Exercise directions
Give back every record below word for word, with the pictures omitted.

Records from a data source:
*** Begin section ***

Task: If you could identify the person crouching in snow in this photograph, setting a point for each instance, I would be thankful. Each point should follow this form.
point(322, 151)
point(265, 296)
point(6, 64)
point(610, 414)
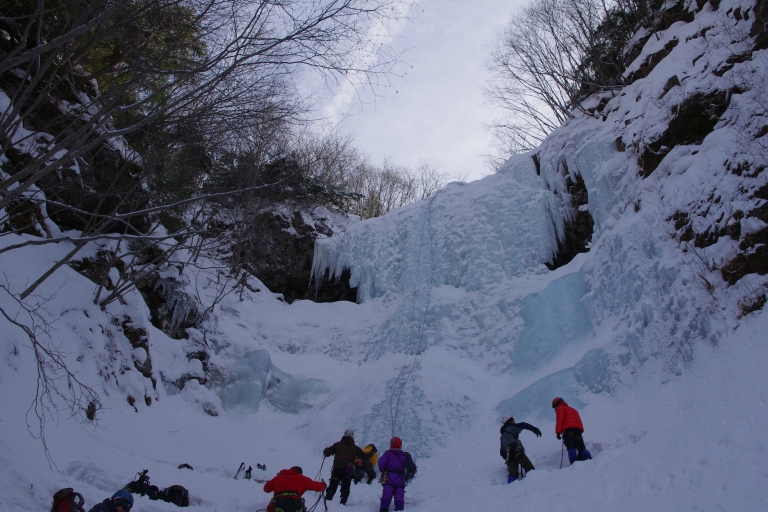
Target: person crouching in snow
point(512, 450)
point(397, 468)
point(569, 426)
point(121, 501)
point(289, 485)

*** End section ***

Result below
Task: If you could identify the person crouching in snow in this photograph, setting a point for each instance, I would be thankful. Each point should follow this form.
point(322, 151)
point(265, 296)
point(6, 64)
point(610, 414)
Target: person crouching in snow
point(512, 450)
point(397, 468)
point(569, 426)
point(121, 501)
point(289, 485)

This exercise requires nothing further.